RTC@Scale was Facebook’s virtual WebRTC event, covering current and future topics. Here’s the summary so you can pick and choose the relevant ones for you.
WebRTC Insights is a subscription service I have been running with Philipp Hancke for over a year now. The purpose of it is to make it easier for developers to get a grip of WebRTC and all of the changes happening in the code and browsers - to keep you up to date so you can focus on what you need to do best - build awesome applications.
We got into a kind of a flow:
Once every two weeks we finalize and publish a newsletter issue
Once a month we record a video summarizing libwebrtc release notes
It is fun to do and the feedback we’re getting is positive.
That said, being us, means that we can’t really sit still… or in this case - Philipp…
We published this on Monday the week after the event took place to our WebRTC Insights clients, and now, we’re opening it up for everyone as well.
Philipp decided it would make sense to summarize the recent RTC@Scale “recruiting event” that Facebook did - the RSVP was explicitly asking for consent to be contacted. The technical depth of the talks was amazing so we’ve added an “out of order” issue for you, just for this 😎
The intent is for you to *not* spend 5 hours but rather to focus on the select sessions that are relevant for you.
The event setup was simple:
All sessions were pre-recorded and simply played back at the time of the events
If you want to watch the full 5 hours, you can use this link
KEYNOTE, PANEL AND WRAP-UP
Real-time Communication for Today and Future Experiences / Maher Saba @ Meta
Product-focused, make your product managers watch
Now this is a good recruiting pitch with all the fancy things you could work on!
One wonders if you will get interviewed on a VR whiteboard when applying…
Panel: RTC in the Metaverse / Sriram Srinivasan, Mike Arcuri, Paul Boustead, and Cullen Jennings
Product-oriented, a lot of talking. Watch with a glass of wine
40 minutes felt too long
The question everyone avoids is “what is Fortnite doing?”

Collected data entries:
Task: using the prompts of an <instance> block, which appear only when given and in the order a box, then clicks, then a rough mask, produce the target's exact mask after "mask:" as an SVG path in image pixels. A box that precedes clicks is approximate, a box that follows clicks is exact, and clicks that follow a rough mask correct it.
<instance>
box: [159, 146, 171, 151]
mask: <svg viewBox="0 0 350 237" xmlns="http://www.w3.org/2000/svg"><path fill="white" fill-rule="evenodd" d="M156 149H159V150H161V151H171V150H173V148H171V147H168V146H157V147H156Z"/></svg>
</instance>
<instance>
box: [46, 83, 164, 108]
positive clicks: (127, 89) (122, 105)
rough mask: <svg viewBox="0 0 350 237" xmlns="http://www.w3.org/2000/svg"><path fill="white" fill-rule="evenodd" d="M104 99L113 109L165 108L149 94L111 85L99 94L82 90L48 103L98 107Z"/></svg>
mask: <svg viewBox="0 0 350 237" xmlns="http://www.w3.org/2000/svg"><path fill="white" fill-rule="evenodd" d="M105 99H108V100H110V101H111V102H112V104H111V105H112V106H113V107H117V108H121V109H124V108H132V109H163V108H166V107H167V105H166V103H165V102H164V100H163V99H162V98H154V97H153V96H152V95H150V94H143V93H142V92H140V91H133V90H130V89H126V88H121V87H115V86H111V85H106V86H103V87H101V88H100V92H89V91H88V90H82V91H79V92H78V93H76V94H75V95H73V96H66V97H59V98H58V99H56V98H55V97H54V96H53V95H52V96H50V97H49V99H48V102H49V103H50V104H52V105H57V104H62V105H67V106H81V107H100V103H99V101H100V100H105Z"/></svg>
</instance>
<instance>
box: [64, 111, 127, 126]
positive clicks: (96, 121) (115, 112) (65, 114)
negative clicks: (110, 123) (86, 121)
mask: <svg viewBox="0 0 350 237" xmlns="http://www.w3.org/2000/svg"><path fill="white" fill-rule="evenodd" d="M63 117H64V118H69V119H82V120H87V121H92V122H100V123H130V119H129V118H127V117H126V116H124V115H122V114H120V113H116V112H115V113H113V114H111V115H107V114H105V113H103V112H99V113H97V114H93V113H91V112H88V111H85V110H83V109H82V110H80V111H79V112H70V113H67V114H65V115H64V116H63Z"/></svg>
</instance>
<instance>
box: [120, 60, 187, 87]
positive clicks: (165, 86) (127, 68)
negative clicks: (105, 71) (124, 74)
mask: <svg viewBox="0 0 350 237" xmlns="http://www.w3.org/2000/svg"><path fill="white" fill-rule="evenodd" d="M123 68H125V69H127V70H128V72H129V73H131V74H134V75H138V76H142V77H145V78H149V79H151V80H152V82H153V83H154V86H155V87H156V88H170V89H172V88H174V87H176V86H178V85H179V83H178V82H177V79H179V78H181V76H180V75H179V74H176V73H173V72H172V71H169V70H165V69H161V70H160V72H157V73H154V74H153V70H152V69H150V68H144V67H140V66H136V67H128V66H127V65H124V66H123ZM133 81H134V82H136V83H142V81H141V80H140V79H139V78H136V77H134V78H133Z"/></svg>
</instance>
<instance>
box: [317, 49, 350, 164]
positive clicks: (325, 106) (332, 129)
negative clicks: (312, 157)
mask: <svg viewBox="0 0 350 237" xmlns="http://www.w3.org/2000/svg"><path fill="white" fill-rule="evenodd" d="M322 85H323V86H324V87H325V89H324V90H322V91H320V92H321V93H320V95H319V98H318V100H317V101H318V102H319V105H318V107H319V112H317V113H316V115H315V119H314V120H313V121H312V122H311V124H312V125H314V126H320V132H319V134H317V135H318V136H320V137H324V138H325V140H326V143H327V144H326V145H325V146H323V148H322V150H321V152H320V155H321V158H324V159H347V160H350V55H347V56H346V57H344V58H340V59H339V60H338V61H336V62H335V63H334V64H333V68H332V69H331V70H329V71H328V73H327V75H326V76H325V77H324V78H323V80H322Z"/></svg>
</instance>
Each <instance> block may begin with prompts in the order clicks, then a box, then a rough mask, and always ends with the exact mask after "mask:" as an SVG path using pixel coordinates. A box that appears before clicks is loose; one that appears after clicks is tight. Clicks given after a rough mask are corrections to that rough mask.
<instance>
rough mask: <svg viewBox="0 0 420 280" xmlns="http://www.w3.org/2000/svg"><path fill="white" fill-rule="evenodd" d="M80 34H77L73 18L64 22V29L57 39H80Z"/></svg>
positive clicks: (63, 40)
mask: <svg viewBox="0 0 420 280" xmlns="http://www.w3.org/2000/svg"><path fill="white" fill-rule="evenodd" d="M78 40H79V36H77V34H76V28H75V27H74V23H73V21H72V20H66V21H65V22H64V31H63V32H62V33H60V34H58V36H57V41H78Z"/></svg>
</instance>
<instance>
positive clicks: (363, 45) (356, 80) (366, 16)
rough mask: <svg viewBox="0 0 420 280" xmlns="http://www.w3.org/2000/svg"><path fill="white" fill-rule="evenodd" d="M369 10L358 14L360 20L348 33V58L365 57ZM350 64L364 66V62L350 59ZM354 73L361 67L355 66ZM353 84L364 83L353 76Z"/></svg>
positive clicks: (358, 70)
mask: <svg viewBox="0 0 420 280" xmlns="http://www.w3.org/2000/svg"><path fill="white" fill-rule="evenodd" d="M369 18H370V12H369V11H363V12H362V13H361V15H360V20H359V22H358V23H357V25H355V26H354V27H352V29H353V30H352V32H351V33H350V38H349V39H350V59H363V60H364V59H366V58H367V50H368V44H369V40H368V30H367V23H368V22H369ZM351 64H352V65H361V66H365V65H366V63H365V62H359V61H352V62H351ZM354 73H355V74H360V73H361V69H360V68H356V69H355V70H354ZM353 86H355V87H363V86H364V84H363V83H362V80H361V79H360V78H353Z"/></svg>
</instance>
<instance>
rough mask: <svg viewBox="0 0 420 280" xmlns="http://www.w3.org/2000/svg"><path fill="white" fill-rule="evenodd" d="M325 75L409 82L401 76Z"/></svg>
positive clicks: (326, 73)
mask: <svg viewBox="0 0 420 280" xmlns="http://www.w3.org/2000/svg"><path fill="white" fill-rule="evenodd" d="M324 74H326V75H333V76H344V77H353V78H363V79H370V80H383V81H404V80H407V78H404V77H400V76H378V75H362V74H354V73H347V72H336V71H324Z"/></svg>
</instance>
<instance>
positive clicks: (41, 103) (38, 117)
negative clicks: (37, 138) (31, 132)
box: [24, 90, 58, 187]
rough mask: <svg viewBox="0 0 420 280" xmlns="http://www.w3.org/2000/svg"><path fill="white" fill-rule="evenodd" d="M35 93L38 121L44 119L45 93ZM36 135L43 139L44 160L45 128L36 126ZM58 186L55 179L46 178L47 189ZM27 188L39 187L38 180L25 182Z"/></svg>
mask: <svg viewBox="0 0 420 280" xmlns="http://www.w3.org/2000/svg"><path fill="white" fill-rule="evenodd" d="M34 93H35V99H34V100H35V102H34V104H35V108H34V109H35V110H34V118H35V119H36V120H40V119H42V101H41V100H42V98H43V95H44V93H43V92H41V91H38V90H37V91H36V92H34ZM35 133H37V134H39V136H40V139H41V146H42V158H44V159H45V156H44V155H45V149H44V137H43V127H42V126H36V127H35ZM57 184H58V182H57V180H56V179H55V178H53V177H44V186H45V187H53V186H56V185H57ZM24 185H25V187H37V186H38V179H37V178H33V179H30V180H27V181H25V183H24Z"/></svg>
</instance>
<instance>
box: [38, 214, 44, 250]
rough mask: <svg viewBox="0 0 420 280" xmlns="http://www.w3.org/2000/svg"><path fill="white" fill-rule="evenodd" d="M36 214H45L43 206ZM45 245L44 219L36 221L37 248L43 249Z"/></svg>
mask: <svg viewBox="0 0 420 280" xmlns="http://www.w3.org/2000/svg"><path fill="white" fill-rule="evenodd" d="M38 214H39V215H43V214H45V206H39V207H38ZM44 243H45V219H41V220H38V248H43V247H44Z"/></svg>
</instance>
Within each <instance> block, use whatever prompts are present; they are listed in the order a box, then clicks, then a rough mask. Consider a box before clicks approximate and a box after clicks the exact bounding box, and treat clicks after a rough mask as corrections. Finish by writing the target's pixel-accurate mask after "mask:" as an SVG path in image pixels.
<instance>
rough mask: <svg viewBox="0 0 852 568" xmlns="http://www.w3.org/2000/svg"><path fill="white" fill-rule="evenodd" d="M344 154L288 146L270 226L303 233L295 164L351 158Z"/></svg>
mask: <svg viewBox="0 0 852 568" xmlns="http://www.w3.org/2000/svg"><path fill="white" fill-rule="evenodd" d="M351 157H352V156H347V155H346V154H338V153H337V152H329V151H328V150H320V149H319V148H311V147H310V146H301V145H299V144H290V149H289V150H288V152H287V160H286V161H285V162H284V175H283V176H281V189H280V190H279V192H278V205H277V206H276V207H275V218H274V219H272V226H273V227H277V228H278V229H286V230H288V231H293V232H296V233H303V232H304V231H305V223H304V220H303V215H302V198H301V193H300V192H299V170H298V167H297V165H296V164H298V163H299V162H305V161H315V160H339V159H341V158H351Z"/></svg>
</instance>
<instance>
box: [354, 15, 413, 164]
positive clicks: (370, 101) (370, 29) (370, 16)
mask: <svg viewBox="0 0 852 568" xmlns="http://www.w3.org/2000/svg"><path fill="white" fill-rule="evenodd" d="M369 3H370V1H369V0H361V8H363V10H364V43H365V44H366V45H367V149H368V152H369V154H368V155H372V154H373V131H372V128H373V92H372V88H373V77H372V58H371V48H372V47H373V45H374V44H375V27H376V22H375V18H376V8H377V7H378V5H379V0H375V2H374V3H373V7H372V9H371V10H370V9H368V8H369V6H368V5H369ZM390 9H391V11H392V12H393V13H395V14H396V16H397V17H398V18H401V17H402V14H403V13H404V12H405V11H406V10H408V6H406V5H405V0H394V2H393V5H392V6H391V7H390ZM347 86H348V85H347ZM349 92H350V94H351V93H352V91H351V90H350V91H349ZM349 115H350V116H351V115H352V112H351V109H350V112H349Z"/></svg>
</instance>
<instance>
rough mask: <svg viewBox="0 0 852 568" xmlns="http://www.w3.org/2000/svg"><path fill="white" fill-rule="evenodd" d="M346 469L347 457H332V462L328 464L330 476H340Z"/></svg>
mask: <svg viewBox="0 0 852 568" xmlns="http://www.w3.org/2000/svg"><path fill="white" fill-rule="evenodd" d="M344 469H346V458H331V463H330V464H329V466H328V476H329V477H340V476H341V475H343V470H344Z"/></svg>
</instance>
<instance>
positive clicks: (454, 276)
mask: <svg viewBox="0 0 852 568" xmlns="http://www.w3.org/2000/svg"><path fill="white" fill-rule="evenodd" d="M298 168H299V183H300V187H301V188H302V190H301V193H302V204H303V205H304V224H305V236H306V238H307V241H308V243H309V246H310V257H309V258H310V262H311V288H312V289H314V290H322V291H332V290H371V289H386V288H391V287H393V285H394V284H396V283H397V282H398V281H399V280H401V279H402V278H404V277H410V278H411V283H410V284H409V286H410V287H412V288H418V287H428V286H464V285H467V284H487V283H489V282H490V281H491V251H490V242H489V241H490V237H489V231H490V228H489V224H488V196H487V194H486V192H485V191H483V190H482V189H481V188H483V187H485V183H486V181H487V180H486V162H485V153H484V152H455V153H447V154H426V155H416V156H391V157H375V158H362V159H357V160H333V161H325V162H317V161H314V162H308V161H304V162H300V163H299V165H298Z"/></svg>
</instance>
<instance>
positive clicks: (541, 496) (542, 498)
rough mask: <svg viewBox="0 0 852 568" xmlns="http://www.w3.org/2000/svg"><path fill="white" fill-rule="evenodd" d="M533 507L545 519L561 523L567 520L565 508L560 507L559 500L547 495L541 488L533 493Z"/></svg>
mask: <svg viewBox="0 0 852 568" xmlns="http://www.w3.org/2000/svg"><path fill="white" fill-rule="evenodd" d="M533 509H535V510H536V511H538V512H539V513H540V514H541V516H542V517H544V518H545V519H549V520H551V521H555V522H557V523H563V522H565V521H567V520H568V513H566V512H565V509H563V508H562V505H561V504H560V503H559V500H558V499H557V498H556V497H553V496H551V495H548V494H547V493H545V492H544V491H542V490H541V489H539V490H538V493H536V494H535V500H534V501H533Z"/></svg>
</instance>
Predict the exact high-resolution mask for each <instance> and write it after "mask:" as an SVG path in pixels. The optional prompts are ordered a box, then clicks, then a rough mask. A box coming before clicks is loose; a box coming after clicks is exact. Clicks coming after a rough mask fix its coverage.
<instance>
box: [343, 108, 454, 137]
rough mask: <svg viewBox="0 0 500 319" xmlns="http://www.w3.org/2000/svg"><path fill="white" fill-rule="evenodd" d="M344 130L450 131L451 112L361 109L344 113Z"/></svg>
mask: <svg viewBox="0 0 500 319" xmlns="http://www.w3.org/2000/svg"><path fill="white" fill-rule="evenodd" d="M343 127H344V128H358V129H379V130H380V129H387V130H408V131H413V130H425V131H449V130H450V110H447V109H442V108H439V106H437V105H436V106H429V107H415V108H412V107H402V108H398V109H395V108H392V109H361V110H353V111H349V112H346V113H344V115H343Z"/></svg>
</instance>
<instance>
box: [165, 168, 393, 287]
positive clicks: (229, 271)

Work instructions:
[a] Count the lines of the records that contain the string "block". Reply with the number alone.
[b] Pick up the RTC@Scale event summary after its last sentence and keep writing it.
The text and the records come from unrelated sources.

Task responses:
[a] 3

[b]
SESSION 1: FUTURE RTC EXPERIENCES
These sessions focus on roadmap and far future views. We’d rather have a bit more on the here and now and the immediate future requirements than what would happen in 3, 5 or 10 years time, but hey - they are recruiting ;-)
Holographic Video Calling / Nitin Garg @ Meta
What will the technology stack for holographic video calling look like?
This is 5+ years into the future?
Encoding a single frame takes 30s currently (on i7 laptop)
It needs to be ~3ms to be really interesting
Comments on BWE, delay, rate control and FEC are relevant today
“Typical” behavior of BWE @ 2930s looks far too unstable
Holographic video calling is a nice topic, but niche at the moment. There are a lot more pressing aspects of scale that needs to be dealt with first
Spatial Communications at Scale in Virtual Environments / Paul Boustead @ Dolby
Spatial audio in virtual worlds
Experience of rotating your head is important
Render loudest 3 streams is what WebRTC does by default
P2P vs forward vs mixing
Server side mixing with HRTF (Head Related Transfer Function) vs multichannel spatial codec
The bigger the group, the more sense it would make to switch to spatial mixing of audio (assuming you’re into spatial audio)
Audio chain considerations
Watch this part for generally useful considerations
RTC3 / Justin Uberti @ Clubhouse
Great separation into phases, make product manager(s) watch
Interesting that he classifies 2010-2019 as mobile-driven and 2020+ as meeting-driven. “meetings usage eclipses call usage”
Reliability may be the expectation but who is working on that?
There is a lot to be desired on audio, where WebRTC has (is?) been neglected
But we taught people to mute when not speaking for a decade now…
Group communication and SFUs
Building a good SFU is still hard, value in e2e stack. Who owns that stack? For the client side that is still Google
Justin mentions Agora and Twilio in PaaS and large group calls. Twilio is limited at 50 users; there are others with better group calling solutions (Look at Vonage and Daily for example)
The WebRTC WATCHLISTS file is a really dumb metric to gauge vendors
Unifying RTC and HTTP/QUIC worlds
How the RTC congestion controller gets along with the QUIC one is unsolved
Unrelated to the content itself - smart cameras with auto zoom can be super annoying
Most of this session was focused on the history of WebRTC and the requirements of Clubhouse (audio-only). While we believe audio is important, video can’t be neglected either
Live QA
Watch if you found the sessions worthwhile
Justin Uberti does not wear the same clothes as in the recorded talk, breaking immersion!
SESSION 2: AUDIO ML
Audio ML is quite interesting. Large vendors are at it, and when (if?) the results will trickle into vanilla WebRTC is yet to be seen. Key takeaway: ML-based noise suppression is more important than echo cancellation these days.
Developing Machine Learning Based Speech Enhancement Models for Teams and Skype / Ross Cutler @ Microsoft
Watch if you care about audio quality but very technical (and scientific)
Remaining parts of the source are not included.